Storia di un borgo industriale

Sviluppatasi attorno ad un antico nucleo industriale, la frazione di Ferrazze si colloca ai limiti nord-ovest del comune di S. Martino B.A., in una posizione geograficamente privilegiata, tra antiche direttrici stradali e ricchi corsi d'acqua.

 

Posta a levante della valle di Montorio, a ridosso della propaggine collinare della Musella, che dai Lessini si prolunga fino a lambire l'abitato San Martino, si trova a 50 metri sul livello del mare.

Il toponimo "Le Ferrazze" indica in modo inequivocabile la sua origine industriale o, meglio, il legame con l'industria fluviale.

 

Solo nella seconda metà dell'ottocento Ferrazze si sviluppa proprio attorno all’oleificio che va a sostituire antichi centri di produzione. Il suo territorio, nel 1927, viene staccato da Montorio per essere aggregato al comune di S. Martino B.A. Nel 1930 viene costruito l'attuale edificio religioso e formata la piazza, dando quindi al nucleo una propria identità e centralità. Con la crisi dell'agricoltura e la chiusura dell'oleificio, Ferrazze ha conosciuto un periodo di crisi e spopolamento, superato daIl' attuale PEEP che va a ricucire e riordinare un pezzo di storia e di territorio.

┄┄┄┄┄┄

ISTRUZIONI OPERATIVE:
1 > Secondo il brano sulla storia di Ferrazze, in quale anno il territorio della frazione viene staccato da Montorio?
2 > Trascriva parola per parola il tratto del brano sulla storia di Ferrazze che va da "Sviluppatasi attorno ad" fino a "livello del mare.".
3 > Riprenda il testo sulla storia di Ferrazze a partire dalla sua ultima frase e lo continui.
L'elenco riportato più avanti non è necessario.

[Voci di dati]
┄┄┄┄┄┄

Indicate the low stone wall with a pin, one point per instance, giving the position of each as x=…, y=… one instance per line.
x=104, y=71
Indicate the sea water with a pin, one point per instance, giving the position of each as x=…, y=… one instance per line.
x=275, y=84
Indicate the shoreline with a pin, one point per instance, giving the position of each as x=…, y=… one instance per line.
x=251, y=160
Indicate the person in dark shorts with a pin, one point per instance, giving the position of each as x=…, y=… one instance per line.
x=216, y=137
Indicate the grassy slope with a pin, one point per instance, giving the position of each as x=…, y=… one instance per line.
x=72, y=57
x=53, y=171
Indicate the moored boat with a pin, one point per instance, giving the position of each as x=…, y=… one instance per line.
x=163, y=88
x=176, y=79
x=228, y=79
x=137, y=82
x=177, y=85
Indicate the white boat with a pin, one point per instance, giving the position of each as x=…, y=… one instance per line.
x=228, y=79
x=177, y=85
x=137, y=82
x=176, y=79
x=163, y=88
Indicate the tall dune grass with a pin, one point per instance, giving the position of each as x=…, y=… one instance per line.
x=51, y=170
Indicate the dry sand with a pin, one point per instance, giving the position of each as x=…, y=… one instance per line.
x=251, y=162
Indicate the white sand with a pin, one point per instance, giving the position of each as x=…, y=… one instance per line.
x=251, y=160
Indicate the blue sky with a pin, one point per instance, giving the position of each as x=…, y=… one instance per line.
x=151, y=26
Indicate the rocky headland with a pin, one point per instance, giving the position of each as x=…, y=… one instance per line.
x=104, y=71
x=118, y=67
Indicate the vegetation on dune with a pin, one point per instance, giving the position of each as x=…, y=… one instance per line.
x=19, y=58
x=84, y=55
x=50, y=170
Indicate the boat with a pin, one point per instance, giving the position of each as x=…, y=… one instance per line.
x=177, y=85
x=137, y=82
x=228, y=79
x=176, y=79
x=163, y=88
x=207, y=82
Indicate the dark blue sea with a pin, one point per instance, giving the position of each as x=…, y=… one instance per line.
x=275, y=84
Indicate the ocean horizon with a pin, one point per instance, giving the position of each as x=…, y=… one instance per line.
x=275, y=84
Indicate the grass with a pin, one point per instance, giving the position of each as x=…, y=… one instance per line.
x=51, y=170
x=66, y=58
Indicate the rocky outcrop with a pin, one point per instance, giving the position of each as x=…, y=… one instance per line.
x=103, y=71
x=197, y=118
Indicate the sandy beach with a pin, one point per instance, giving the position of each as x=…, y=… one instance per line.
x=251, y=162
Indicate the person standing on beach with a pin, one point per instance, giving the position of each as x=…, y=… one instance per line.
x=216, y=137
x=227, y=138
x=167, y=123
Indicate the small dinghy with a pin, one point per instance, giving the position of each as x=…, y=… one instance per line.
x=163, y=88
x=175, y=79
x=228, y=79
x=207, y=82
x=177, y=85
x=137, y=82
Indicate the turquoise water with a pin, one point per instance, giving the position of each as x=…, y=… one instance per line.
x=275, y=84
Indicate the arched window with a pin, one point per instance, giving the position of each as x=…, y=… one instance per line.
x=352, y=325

┄┄┄┄┄┄

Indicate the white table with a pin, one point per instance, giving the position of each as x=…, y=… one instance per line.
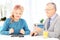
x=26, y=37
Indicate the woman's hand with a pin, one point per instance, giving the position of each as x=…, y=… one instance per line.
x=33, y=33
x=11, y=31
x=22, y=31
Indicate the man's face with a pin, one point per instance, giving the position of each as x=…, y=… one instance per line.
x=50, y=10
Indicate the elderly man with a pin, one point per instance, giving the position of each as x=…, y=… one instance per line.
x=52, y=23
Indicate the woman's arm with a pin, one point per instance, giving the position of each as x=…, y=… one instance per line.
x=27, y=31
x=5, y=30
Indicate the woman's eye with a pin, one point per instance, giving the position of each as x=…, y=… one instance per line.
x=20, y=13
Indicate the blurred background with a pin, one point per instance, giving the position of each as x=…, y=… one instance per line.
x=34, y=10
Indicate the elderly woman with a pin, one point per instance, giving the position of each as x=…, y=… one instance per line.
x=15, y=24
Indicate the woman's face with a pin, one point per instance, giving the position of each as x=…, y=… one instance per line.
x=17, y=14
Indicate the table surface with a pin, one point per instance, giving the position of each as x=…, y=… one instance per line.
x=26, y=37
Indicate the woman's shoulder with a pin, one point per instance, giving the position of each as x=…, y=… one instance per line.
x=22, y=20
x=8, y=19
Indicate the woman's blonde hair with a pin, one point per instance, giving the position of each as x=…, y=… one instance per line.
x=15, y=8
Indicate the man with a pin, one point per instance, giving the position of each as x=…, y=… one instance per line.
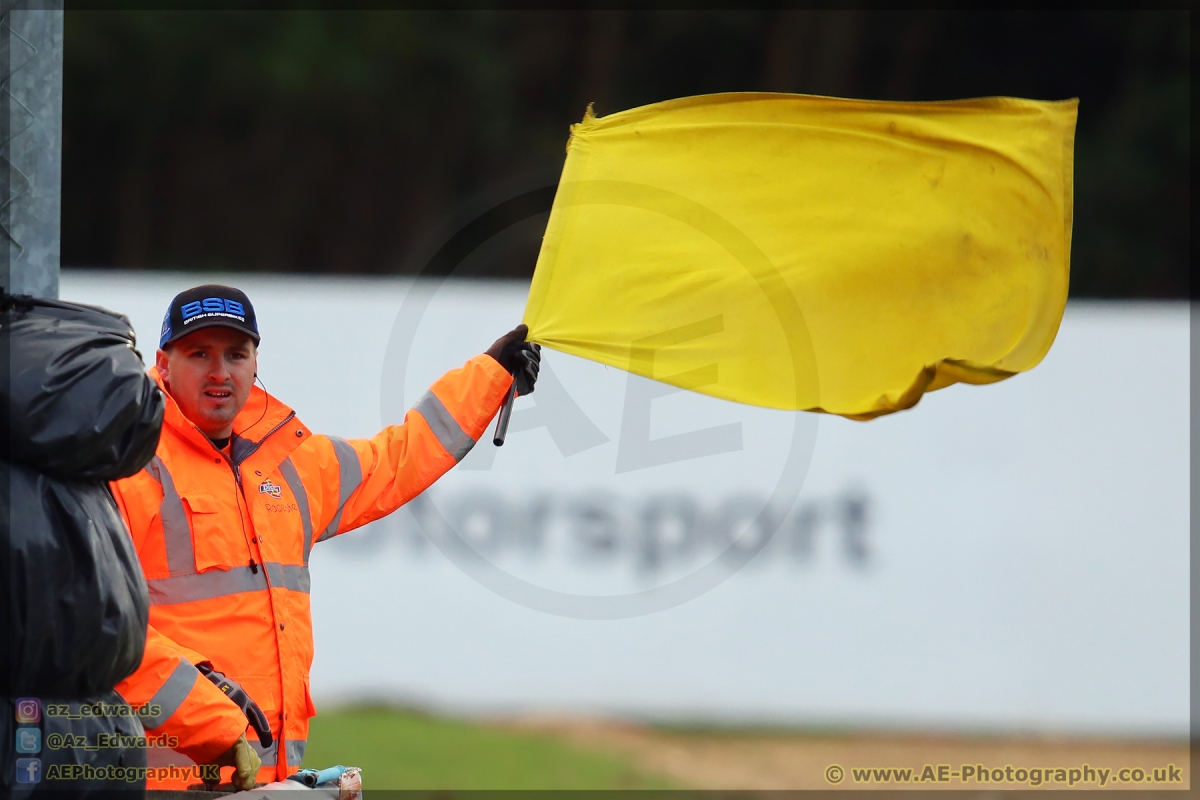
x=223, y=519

┄┄┄┄┄┄

RISPOSTE PER COMPITO:
1 > Nel 1927.

2 >
Sviluppatasi attorno ad un antico nucleo industriale, la frazione di Ferrazze si colloca ai limiti nord-ovest del comune di S. Martino B.A., in una posizione geograficamente privilegiata, tra antiche direttrici stradali e ricchi corsi d'acqua.

 

Posta a levante della valle di Montorio, a ridosso della propaggine collinare della Musella, che dai Lessini si prolunga fino a lambire l'abitato San Martino, si trova a 50 metri sul livello del mare.

3 >
 

Le origini

Lungo il Fibbio sorsero in epoche diverse numerosi edifici industriali (opifici) che sfruttavano la forza dell'acqua per far andare le grandi ruote che muovevano macine, magli per battere il ferro o il rame, folli per ammorbidire il tessuto e macchinari in genere per pillare il riso o fabbricare la carta.

 

I romani conoscevano bene tale uso ed è probabile che fin da allora e per tutto l'alto Medioevo il Fibbio (dal latino "fluvium" cioè fiume) fosse sfruttato per animare mulini e simili. Una testimonianza è data da un documento dell'aprile del 920 riferito ad un' annua corresponsione Iivellaria a Gariberto suddiaco della Chiesa Veronese per un mulino posto “.... in valle Fontense (di Montorio) in acqua quae dicitur  squarado ... “.

Dopo il Mille, con la ricostruzione della città e la crescita produttiva il Fibbio si anima di numerosi opifici (determinando probabilmente il borgo industriale delle Ferrazze).

 

Nel 1561 si contano sul Fibbio (da Olivé a Formighé) ben 93 ruote, appartenenti a 20 molini, 10 folli da panni (gualchiere), 6 cartiere e 6 edifici per lavorare il ferro ed il rame, o meglio per forgiare armi. La fortuna degli opifici termina con l'avvento delle grandi industrie della fine dell'Ottocento e, in una lenta quanto malinconica agonia l'industria fluviale è scomparsa, meglio dire quasi, visto che ancora un molino funziona il quel di Montorio.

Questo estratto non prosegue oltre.